The Nectar Covered Bridge was a wood and metal combination style covered bridge which spanned the Locust Fork of the Black Warrior River in Blount County, Alabama, United States.  It was located on Nectar Bridge Road off State Route 160, just east of the town of Nectar, about 14 miles (16 kilometers) northwest of Oneonta.  Nectar Covered Bridge was at one time the seventh-longest covered bridge in the country.  The bridge remained open to single lane motor traffic from its construction until it was burned by vandals on June 13, 1993.

History
Built in 1934, the 385-foot (117-meter) bridge was a Town Lattice truss construction over four spans.  It was built by a crew led by foreman Zelma C. Tidwell over a wide section of the Locust Fork.  It was the third-longest covered bridge built in Blount County.  At one time, the Nectar Covered Bridge was the seventh longest covered bridge in the country.  The bridge was burned by vandals on June 13, 1993.  It was maintained by the Blount County Commission and the Alabama Department of Transportation.  The Nectar Covered Bridge was listed on the National Register of Historic Places on August 20, 1981.

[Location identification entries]
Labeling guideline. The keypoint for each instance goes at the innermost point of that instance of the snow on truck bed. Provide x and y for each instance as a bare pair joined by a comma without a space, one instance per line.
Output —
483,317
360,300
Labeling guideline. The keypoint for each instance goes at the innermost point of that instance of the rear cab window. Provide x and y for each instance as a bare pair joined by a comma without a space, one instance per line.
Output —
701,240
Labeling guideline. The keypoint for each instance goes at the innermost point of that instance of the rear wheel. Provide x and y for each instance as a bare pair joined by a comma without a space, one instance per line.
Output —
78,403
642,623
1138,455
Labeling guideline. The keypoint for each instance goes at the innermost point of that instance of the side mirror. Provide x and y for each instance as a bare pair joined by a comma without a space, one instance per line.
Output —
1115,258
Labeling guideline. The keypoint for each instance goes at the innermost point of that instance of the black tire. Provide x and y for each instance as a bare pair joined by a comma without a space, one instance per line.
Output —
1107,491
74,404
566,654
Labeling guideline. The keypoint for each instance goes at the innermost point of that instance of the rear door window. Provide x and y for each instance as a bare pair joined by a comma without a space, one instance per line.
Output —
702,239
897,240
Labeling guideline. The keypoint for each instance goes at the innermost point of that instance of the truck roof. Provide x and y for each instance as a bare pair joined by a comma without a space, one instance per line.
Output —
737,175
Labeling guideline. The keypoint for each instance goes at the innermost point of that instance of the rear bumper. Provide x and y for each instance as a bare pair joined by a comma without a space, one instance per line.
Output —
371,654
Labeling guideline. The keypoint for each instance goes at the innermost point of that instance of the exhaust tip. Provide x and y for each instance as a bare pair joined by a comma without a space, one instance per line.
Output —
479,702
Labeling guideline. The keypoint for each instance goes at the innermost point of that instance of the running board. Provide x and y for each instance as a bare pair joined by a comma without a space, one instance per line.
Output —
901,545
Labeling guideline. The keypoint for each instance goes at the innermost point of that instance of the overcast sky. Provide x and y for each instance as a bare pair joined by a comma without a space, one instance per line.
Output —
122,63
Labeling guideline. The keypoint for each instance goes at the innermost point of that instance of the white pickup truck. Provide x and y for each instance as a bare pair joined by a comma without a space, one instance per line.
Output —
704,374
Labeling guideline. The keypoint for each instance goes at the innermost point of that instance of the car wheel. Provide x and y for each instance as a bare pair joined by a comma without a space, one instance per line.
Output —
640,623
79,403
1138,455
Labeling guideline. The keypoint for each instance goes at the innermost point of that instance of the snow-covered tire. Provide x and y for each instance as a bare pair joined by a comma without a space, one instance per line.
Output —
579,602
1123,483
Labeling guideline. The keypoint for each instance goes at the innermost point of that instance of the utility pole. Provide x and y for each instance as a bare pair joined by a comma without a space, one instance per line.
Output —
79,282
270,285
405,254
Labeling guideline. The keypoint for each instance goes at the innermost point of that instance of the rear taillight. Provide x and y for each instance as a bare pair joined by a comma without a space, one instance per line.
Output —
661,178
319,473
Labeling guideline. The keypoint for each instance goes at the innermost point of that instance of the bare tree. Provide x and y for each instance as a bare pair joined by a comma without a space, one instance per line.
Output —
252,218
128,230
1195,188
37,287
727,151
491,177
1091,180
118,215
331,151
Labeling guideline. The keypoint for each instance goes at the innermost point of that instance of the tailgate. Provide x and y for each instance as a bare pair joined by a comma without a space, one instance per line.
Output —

**PARTS OF THE EXERCISE:**
**1.** Update the Nectar Covered Bridge article from "The Nectar Covered Bridge was a" to "it was burned by vandals on June 13, 1993.", replacing "vandals" with "arsonists".
**2.** Translate this sentence from the Nectar Covered Bridge article into French: "It was the third-longest covered bridge built in Blount County."
**3.** Pick up the article on the Nectar Covered Bridge after its last sentence and continue it.

**RESPONSES BY TASK:**
**1.**
The Nectar Covered Bridge was a wood and metal combination style covered bridge which spanned the Locust Fork of the Black Warrior River in Blount County, Alabama, United States.  It was located on Nectar Bridge Road off State Route 160, just east of the town of Nectar, about 14 miles (16 kilometers) northwest of Oneonta.  Nectar Covered Bridge was at one time the seventh-longest covered bridge in the country.  The bridge remained open to single lane motor traffic from its construction until it was burned by arsonists on June 13, 1993.

**2.** C'était le troisième plus long pont couvert construit dans le comté de Blount.

**3.**
The bridge was once a community meeting place and a site for large baptism ceremonies.  A concrete bridge has since replaced the former covered bridge, but the old stone piers remain across the river south of the current crossing.

See also
List of Alabama covered bridges

References

Further reading

 The Birmingham News (July 17, 1972) news article. Retrieved October 30, 2007.
 Alabama Department of Archives and History. Nectar CB: Credits. Retrieved October 30, 2007.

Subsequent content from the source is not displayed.